The sound design matches the visual maximalism. Anthony Willis delivers an operatic score heavy with longing, and the film overlays it with original songs by Charli XCX. The needle drop of Chains of Love during a montage of Cathy in her dollhouse bedroom is a sharp bridge between 18th-century melodrama and modern anxiety. The music doesn’t sit politely in the background. It floods the scenes, creating sonic entrapment that mirrors Cathy’s marriage. Pop as period costume sounds like a gimmick. Here it feels like diagnosis.
Pleasure, Punishment, and the Pet Metaphor as Social Contract
The film opens on a public hanging, communal violence staged as entertainment, with young Cathy watching in wide-eyed joy. That image establishes a world where pleasure and pain share a bloodstream. It also lands like a social thesis: cruelty is public here, normalized, even festive.
Repression becomes the primary antagonist. The film implies the era’s plague is the belief that pleasure equals sin, and sin demands punishment. Cathy masturbating behind a rock, then blaming Heathcliff for “corrupting” her, plays as a classic deflection of desire. Shame needs a scapegoat. Desire volunteers one.
This is where Fennell’s approach turns oddly historical. The film suggests that societies built on strict moral policing don’t eliminate appetite. They reroute it into control, possession, punishment. You see it in the crowd at the execution. You see it in the domestic spaces where love gets translated into ownership.
The “pet” metaphor is the film’s most pervasive symbol. Mr. Earnshaw’s framing of Heathcliff as pet, Isabella’s treatment as chattel, the way characters keep trying to own what they love. Objectification becomes a series of “dominance maneuvers,” and intimacy turns into a contract where one person signs and the other bleeds.
Cathy and Heathcliff feel cosmically right and morally wrong, bound by a “toxic essentialism” that ignores reason and self-preservation. Their love reads like weather, the kind you can predict and still fail to prevent. Two storms colliding over the moors. Any meteorologist will tell you storms are rarely healthy. They are still hard to stop watching.
Wuthering Heights arrived at Grauman’s Chinese Theatre for its world premiere on January 28, 2026. Audiences can experience the film in theaters starting February 13, 2026. Warner Bros. Pictures handles the distribution for this theatrical event. This project marks a significant collaboration between the director and her lead actors.
Full Credits
Title: Wuthering Heights
Distributor: Warner Bros. Pictures
Release date: February 13, 2026
Rating: R
Running time: 136 minutes
Director: Emerald Fennell
Writers: Emerald Fennell
Producers and Executive Producers: Margot Robbie, Josey McNamara, Emerald Fennell, Tom Ackerley, Sara Desmond, Andrew Lary, Anthony Tittanegro, Pete Chiappetta
Cast: Margot Robbie, Jacob Elordi, Shazad Latif, Hong Chau, Alison Oliver, Martin Clunes, Ewan Mitchell, Owen Cooper, Charlotte Mellington, Vy Nguyen
Director of Photography (Cinematographer): Linus Sandgren
Editors: Victoria Boydell
Composer: Anthony Willis, Charli XCX
The Review
Wuthering Heights
Fennell’s "Wuthering Heights" is a gorgeous, hollow exercise in maximalist yearning. While it captures the sensory overload of adolescent obsession, it sacrifices the sociological teeth of the novel for aesthetic thrills. It is a film of surface tensions and neon-lit despair, succeeding as a mood piece rather than a definitive adaptation. Robbie and Elordi sell the chemistry, but the script leaves the underlying tragedy feeling oddly weightless.
PROS
- Stunning 35mm VistaVision cinematography by Linus Sandgren.
- Electric chemistry between Margot Robbie and Jacob Elordi.
- Bold, contemporary use of color and production design.
- Standout supporting performances from Hong Chau and Alison Oliver.
CONS
- Removal of the second generation weakens the narrative depth.
- Script neglects the racial and class complexities of the source material.
- Over-reliance on montages and music video-style sequences.
- Pacing feels sluggish during the middle act.

USING THE INFORMATION:
1: Return the passage of the Wuthering Heights review that begins at the words "- Standout supporting" and stops after "the middle act.".
2: According to the Wuthering Heights review, where was the film's world premiere held?

Collected data

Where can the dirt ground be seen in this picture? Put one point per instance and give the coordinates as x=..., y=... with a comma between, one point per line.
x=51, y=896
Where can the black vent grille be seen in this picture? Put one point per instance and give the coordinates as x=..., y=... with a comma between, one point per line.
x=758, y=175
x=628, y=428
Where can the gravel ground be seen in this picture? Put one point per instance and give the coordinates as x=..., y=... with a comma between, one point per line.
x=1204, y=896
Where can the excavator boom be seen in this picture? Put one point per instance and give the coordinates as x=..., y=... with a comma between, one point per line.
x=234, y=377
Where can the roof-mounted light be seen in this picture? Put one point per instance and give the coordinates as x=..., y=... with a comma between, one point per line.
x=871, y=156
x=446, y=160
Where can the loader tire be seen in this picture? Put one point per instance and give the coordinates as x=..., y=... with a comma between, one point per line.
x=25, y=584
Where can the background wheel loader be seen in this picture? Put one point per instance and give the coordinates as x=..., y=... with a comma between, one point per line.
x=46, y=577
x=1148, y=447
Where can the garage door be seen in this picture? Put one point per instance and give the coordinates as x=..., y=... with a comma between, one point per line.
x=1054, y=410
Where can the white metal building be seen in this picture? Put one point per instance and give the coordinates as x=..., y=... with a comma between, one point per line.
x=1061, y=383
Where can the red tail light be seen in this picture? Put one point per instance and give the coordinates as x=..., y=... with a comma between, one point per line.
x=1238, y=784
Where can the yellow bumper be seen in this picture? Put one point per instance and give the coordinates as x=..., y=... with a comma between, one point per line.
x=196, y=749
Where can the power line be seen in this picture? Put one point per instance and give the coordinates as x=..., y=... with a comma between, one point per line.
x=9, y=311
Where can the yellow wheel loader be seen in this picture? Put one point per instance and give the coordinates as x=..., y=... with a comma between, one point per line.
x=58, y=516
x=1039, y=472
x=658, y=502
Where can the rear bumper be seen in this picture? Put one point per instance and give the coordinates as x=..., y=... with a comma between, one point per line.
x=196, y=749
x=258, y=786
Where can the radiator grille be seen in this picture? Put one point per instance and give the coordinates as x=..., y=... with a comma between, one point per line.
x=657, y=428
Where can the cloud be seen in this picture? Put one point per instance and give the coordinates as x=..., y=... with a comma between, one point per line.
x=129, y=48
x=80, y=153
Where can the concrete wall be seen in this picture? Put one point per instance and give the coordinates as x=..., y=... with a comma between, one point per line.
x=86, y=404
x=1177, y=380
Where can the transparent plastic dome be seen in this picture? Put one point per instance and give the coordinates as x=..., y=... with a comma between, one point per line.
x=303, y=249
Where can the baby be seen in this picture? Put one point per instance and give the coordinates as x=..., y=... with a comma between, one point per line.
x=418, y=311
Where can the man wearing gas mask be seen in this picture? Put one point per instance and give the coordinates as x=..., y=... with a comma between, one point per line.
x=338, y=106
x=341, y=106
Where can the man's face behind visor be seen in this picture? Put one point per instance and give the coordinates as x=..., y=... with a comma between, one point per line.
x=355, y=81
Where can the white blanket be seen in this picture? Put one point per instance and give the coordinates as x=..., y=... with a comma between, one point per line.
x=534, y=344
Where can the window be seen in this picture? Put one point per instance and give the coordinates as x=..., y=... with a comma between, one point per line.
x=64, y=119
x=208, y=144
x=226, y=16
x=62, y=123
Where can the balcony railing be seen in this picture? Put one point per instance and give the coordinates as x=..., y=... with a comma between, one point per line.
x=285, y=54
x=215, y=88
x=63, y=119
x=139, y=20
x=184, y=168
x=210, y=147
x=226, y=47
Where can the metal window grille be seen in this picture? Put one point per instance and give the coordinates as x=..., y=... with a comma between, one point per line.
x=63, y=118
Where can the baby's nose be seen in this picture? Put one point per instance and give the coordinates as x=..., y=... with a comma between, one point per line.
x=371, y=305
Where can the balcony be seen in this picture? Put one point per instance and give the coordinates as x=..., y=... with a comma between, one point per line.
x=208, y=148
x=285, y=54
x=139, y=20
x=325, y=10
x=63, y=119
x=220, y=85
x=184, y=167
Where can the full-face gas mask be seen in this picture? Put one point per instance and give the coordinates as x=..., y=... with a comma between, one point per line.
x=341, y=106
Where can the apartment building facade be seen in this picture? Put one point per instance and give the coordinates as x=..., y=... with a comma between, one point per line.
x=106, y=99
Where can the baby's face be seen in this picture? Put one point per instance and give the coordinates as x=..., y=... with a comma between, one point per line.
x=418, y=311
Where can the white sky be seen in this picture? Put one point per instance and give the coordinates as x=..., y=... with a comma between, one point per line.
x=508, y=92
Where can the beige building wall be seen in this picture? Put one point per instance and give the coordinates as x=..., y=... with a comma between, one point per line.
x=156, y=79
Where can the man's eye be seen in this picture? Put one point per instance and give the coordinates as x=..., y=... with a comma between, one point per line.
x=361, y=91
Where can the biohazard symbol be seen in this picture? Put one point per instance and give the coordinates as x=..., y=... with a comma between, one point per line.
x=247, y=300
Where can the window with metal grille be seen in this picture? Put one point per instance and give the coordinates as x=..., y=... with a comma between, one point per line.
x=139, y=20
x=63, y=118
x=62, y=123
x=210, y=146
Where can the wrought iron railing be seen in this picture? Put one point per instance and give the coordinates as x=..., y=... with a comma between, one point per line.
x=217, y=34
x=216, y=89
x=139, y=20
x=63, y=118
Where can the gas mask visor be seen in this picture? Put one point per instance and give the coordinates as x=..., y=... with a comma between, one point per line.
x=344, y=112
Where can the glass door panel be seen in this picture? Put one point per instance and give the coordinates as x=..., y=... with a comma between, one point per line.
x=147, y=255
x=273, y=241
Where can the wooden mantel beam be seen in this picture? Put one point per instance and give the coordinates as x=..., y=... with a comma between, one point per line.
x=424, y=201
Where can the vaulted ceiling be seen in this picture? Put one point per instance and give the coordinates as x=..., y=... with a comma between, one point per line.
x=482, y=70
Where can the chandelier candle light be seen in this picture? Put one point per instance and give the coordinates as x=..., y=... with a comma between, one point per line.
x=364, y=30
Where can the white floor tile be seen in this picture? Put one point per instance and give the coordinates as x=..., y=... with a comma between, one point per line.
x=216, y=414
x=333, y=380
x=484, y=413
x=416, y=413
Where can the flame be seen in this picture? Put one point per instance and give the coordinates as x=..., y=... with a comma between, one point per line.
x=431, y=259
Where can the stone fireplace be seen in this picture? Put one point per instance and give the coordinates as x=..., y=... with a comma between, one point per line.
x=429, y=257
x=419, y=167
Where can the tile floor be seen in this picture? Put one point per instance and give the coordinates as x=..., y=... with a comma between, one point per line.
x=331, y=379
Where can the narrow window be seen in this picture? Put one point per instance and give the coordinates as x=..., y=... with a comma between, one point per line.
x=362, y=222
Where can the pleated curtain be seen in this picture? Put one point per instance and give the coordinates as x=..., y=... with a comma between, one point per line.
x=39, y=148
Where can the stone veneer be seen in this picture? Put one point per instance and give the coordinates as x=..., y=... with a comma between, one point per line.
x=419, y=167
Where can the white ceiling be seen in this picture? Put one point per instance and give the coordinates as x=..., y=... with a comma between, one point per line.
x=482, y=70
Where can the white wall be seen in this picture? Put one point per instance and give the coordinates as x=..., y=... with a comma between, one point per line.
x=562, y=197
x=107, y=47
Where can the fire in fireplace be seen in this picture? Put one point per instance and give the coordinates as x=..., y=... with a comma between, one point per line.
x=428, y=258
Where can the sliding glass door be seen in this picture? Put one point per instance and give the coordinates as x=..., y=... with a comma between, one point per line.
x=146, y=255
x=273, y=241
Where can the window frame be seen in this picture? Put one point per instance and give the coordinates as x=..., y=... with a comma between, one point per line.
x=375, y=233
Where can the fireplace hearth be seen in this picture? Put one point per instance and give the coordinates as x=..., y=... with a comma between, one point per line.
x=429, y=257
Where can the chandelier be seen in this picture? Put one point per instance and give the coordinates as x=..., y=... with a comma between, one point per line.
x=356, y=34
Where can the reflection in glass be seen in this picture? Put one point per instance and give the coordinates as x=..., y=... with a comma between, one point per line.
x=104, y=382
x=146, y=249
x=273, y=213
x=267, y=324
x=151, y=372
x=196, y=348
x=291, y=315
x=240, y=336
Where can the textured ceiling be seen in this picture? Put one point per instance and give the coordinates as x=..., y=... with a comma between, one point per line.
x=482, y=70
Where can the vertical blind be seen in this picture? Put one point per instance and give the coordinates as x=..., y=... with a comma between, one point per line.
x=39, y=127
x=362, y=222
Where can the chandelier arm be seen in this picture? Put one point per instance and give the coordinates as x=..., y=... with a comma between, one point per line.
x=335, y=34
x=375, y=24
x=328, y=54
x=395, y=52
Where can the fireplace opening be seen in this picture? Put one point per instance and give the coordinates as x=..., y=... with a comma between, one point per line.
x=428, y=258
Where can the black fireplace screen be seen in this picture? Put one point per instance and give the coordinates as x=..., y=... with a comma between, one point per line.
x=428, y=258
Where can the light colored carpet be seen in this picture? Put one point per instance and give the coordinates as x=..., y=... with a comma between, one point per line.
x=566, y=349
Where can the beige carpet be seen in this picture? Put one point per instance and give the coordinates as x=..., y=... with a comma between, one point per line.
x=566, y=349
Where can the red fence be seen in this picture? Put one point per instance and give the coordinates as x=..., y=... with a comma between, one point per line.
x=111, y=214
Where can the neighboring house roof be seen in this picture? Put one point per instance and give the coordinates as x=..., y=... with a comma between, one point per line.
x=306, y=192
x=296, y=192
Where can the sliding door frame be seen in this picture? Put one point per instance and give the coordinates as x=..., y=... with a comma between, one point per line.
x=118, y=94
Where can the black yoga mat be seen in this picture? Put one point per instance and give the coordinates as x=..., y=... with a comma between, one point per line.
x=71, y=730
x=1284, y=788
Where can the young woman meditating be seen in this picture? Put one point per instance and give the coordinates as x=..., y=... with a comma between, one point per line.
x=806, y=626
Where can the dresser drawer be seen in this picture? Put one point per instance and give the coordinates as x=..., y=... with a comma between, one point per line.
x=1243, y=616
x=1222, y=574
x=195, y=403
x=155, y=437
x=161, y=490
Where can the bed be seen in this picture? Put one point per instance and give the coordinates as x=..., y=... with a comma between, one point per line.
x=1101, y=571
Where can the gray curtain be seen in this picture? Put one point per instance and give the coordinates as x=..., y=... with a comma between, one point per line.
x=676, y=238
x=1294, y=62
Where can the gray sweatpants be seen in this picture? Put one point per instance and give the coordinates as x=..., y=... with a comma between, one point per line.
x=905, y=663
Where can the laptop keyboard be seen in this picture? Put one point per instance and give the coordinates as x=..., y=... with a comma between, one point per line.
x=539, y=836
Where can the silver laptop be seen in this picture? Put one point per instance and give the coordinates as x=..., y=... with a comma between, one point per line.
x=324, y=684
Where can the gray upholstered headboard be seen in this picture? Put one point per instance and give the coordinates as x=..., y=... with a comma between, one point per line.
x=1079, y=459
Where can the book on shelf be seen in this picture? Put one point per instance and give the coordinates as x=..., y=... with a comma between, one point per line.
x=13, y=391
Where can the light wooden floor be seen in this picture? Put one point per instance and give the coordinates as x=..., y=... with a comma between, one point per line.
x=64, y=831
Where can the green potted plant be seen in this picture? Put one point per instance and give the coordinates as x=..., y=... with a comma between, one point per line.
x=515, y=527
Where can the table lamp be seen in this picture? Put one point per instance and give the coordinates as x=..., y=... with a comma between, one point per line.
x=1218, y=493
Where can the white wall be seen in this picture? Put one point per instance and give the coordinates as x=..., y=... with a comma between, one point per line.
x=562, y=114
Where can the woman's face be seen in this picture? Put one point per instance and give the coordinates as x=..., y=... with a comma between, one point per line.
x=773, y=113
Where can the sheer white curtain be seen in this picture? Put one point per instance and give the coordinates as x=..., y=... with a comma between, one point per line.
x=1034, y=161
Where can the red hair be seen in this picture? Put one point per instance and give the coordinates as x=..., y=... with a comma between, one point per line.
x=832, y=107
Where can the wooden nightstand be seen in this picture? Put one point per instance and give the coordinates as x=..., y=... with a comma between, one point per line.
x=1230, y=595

EXERCISE RESULTS:
1:
- Standout supporting performances from Hong Chau and Alison Oliver.
CONS
- Removal of the second generation weakens the narrative depth.
- Script neglects the racial and class complexities of the source material.
- Over-reliance on montages and music video-style sequences.
- Pacing feels sluggish during the middle act.

2: At Grauman's Chinese Theatre.